Data items
——————

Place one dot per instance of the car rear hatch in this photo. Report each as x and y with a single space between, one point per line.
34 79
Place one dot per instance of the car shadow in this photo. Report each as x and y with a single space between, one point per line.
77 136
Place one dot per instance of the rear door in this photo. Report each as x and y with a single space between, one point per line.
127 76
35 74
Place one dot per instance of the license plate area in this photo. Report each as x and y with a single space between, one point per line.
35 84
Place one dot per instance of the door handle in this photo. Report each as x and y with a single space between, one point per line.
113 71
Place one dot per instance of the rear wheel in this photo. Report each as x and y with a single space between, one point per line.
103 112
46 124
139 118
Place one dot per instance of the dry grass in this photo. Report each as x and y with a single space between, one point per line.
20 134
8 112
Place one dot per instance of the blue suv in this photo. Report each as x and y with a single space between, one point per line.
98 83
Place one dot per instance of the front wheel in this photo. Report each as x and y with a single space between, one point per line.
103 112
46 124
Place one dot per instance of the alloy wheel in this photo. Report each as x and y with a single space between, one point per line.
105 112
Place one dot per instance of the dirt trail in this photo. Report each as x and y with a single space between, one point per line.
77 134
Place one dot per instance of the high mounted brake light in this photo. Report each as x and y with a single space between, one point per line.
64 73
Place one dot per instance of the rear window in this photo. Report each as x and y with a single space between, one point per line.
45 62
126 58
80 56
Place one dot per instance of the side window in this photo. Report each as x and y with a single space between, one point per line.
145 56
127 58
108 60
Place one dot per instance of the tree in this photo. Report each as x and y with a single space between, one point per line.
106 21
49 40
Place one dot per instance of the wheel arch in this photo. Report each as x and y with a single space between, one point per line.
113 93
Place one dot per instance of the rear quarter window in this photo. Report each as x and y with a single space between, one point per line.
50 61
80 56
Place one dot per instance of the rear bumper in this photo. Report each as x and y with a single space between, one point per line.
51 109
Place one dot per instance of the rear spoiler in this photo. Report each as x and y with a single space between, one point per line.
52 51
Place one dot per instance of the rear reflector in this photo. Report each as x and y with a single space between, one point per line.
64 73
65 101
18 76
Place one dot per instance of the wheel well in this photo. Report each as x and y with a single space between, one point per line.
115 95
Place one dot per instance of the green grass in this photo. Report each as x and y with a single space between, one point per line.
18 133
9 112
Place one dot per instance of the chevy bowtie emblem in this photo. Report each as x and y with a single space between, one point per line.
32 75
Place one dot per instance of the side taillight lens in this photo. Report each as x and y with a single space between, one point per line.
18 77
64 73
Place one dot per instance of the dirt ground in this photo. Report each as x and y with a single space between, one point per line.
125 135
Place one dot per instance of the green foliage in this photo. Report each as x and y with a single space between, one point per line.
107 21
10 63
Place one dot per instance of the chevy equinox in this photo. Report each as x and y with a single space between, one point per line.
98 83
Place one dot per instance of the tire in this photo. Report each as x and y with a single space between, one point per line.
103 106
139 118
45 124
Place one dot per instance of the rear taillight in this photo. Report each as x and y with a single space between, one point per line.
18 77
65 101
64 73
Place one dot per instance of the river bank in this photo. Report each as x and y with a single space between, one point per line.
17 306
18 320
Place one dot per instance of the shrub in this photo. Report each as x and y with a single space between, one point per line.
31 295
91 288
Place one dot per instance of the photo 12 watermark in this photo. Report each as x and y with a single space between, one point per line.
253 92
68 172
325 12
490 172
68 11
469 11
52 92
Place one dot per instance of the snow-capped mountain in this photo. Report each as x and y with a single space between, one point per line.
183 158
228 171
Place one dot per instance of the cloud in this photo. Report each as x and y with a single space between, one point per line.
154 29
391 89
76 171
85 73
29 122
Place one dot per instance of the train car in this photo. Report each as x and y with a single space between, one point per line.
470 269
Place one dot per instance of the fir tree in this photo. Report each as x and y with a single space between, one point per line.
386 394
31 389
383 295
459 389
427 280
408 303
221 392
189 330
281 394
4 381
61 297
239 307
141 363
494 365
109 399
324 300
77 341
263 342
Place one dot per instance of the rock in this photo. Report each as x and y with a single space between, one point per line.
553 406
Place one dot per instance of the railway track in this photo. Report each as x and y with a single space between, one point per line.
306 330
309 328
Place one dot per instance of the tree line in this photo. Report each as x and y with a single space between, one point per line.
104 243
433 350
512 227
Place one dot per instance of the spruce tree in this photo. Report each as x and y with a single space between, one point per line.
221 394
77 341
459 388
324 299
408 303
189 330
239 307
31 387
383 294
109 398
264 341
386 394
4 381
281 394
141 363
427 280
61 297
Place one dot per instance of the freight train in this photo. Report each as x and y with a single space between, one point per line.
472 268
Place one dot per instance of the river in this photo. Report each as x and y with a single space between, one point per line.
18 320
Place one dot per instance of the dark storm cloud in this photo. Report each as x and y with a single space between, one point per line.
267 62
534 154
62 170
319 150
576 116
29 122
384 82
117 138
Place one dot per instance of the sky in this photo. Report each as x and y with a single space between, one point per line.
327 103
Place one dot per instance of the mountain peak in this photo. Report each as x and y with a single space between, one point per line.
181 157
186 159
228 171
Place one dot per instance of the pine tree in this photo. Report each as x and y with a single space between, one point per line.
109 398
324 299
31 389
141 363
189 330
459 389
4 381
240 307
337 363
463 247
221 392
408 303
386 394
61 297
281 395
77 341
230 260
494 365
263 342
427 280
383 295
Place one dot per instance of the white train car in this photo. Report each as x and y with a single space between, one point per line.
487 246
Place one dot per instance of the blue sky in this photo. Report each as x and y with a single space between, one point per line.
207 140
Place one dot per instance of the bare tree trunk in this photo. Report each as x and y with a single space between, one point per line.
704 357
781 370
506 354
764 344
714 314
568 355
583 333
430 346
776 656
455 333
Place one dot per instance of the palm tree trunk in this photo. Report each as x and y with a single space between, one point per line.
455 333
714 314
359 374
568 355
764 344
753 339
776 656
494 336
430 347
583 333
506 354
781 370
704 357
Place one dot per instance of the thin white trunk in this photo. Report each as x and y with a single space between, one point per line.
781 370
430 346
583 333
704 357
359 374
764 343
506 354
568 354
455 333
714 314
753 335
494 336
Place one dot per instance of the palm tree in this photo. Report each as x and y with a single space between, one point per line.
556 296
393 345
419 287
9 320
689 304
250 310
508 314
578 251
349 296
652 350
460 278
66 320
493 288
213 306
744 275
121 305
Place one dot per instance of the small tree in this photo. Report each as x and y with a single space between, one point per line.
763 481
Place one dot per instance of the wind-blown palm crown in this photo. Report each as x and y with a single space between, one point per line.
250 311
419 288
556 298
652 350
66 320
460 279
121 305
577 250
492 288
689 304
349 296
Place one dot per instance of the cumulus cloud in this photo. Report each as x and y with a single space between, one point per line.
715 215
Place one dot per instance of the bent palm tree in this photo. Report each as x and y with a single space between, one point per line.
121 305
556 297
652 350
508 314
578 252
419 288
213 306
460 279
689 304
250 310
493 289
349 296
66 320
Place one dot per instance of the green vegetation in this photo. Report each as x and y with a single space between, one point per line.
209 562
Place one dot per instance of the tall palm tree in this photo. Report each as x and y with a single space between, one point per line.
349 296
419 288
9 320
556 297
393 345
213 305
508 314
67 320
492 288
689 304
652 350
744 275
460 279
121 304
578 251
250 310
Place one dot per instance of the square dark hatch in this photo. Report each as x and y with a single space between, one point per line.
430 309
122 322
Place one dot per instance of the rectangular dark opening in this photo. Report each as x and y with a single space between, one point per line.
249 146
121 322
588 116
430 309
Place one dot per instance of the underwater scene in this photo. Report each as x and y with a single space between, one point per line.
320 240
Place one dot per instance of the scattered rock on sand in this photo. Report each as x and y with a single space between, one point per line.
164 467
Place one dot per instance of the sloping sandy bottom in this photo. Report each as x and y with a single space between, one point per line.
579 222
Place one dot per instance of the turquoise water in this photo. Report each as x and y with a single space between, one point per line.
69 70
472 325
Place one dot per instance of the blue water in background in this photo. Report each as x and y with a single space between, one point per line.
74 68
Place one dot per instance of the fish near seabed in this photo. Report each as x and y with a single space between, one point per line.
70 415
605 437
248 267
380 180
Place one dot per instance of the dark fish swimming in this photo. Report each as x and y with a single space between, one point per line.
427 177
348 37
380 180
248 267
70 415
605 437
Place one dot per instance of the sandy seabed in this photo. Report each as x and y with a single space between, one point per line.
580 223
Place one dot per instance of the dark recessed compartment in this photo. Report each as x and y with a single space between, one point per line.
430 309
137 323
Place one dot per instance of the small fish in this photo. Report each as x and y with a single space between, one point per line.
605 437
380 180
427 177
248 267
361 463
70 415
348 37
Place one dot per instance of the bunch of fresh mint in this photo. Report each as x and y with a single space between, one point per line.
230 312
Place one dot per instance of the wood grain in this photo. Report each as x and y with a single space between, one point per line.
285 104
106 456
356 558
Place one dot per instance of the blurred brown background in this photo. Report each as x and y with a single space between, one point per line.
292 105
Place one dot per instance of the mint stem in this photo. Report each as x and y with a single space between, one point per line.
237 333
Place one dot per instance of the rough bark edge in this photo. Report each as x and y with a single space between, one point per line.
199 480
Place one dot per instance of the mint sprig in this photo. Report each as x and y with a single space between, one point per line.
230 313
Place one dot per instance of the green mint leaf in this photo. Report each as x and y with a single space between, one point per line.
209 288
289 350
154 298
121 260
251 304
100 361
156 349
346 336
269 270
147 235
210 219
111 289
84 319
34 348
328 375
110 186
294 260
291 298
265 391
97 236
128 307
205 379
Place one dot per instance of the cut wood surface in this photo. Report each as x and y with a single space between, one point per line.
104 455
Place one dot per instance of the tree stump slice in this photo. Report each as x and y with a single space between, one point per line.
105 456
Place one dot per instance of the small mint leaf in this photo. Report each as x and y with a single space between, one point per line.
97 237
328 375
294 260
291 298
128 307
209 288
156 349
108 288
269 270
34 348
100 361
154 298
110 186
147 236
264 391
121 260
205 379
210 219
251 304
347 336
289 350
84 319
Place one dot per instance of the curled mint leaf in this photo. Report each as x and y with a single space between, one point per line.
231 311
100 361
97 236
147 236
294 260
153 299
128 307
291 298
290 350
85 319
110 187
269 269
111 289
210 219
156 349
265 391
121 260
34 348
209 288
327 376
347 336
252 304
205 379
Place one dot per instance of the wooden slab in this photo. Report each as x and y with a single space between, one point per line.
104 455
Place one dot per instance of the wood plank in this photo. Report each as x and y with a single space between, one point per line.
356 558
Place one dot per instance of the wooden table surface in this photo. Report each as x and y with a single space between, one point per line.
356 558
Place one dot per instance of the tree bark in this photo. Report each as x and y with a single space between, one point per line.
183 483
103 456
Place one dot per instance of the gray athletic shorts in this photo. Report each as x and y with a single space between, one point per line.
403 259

——————

[The task]:
Nothing but the lines from the one with "Place one dot per instance of the tree bark" through the end of the data above should be reproduced, each exactly, both ends included.

[Response to the task]:
Place one dot per instance of the tree bark in this photo. Report each as x and y with a single space between, one point per line.
183 483
103 456
Place one dot per instance of the gray athletic shorts in this photo. Report each as x and y with a single space between, one point per line.
403 259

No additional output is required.